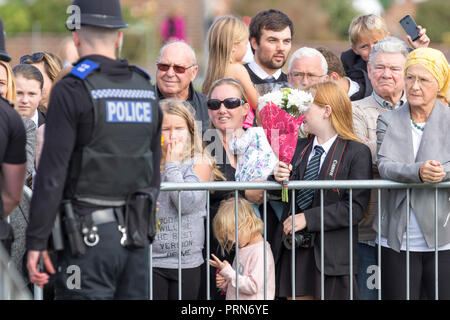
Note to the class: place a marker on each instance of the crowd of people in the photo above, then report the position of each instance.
(380, 111)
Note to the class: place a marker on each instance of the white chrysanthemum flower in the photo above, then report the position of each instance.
(300, 99)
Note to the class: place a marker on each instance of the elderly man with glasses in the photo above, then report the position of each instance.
(386, 72)
(176, 70)
(307, 67)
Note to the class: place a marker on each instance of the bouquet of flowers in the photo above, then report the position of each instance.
(281, 112)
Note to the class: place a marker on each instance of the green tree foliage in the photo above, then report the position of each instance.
(434, 15)
(340, 14)
(19, 15)
(16, 17)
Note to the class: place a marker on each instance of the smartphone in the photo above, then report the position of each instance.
(410, 27)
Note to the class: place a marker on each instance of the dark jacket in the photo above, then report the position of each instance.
(356, 69)
(356, 164)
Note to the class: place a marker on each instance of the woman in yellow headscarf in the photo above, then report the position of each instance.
(413, 147)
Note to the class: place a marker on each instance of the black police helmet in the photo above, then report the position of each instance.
(4, 56)
(101, 13)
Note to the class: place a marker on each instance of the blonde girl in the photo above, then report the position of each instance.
(227, 45)
(183, 160)
(251, 252)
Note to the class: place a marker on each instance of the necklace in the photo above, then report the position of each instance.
(416, 125)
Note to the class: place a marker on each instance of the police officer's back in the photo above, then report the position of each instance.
(12, 166)
(102, 143)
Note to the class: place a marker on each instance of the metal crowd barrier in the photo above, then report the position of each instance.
(293, 186)
(12, 286)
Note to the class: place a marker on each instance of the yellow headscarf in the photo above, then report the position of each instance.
(435, 62)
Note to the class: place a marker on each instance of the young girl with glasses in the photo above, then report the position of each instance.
(227, 45)
(251, 253)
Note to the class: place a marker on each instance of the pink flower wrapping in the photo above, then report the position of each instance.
(281, 129)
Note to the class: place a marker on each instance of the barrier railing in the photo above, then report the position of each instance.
(293, 186)
(296, 185)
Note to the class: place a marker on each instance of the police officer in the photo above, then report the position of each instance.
(102, 142)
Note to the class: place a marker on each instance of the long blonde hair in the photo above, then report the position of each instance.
(330, 93)
(10, 83)
(222, 35)
(224, 222)
(195, 148)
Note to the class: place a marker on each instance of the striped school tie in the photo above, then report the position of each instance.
(305, 196)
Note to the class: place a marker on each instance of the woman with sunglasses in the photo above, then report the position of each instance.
(49, 65)
(227, 109)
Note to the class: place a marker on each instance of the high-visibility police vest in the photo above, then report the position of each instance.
(118, 159)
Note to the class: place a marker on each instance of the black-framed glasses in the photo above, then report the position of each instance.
(33, 58)
(178, 69)
(229, 103)
(306, 75)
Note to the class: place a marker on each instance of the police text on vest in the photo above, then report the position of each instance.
(129, 111)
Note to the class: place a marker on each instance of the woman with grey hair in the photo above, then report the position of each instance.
(413, 147)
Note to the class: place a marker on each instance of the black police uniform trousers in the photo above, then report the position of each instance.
(107, 270)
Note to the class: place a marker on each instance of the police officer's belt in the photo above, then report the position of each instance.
(104, 216)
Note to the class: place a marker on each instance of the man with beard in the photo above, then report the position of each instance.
(271, 33)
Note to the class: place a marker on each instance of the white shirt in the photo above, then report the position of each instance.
(261, 73)
(354, 87)
(416, 239)
(326, 146)
(249, 54)
(35, 118)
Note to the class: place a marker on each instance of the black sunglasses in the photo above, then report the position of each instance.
(229, 103)
(35, 57)
(178, 69)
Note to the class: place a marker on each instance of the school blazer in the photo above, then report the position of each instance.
(395, 159)
(356, 164)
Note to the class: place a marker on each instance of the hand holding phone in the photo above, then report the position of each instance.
(410, 27)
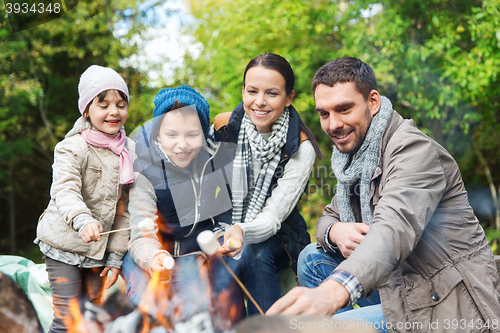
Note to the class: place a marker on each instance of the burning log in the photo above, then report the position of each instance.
(17, 314)
(208, 243)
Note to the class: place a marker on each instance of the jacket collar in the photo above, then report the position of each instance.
(230, 131)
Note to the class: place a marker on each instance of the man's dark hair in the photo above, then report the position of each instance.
(347, 69)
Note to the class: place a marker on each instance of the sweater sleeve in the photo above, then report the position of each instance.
(284, 197)
(143, 246)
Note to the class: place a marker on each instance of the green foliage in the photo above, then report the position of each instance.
(437, 61)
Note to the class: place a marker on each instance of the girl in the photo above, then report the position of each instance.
(181, 185)
(276, 152)
(89, 195)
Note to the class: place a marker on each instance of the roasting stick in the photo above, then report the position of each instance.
(145, 226)
(208, 243)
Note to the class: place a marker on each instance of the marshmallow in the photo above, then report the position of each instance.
(233, 243)
(168, 262)
(207, 242)
(146, 225)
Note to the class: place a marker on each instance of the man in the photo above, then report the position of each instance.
(400, 218)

++++++

Short exercise | Turn the records, starting at the line that contains "of the girl" and ending at the last line of the records, into a numbered list, leaving out any blank lines.

The output |
1. Note to the class: place a marker on each instance of the girl in the photo above, then report the position of each instance.
2. (181, 185)
3. (276, 152)
4. (89, 195)
5. Note to the class: place a marker on each instance of the roasting stick in the photo above, then report the position of each instance.
6. (145, 226)
7. (208, 243)
8. Note to the class: place a marker on each instance of the marshmallow in the photo above, then report the position of each instance.
9. (233, 243)
10. (168, 262)
11. (207, 242)
12. (146, 225)
13. Note to the class: place a marker on each instance of the man in the photo above, then report the position of each instance.
14. (400, 218)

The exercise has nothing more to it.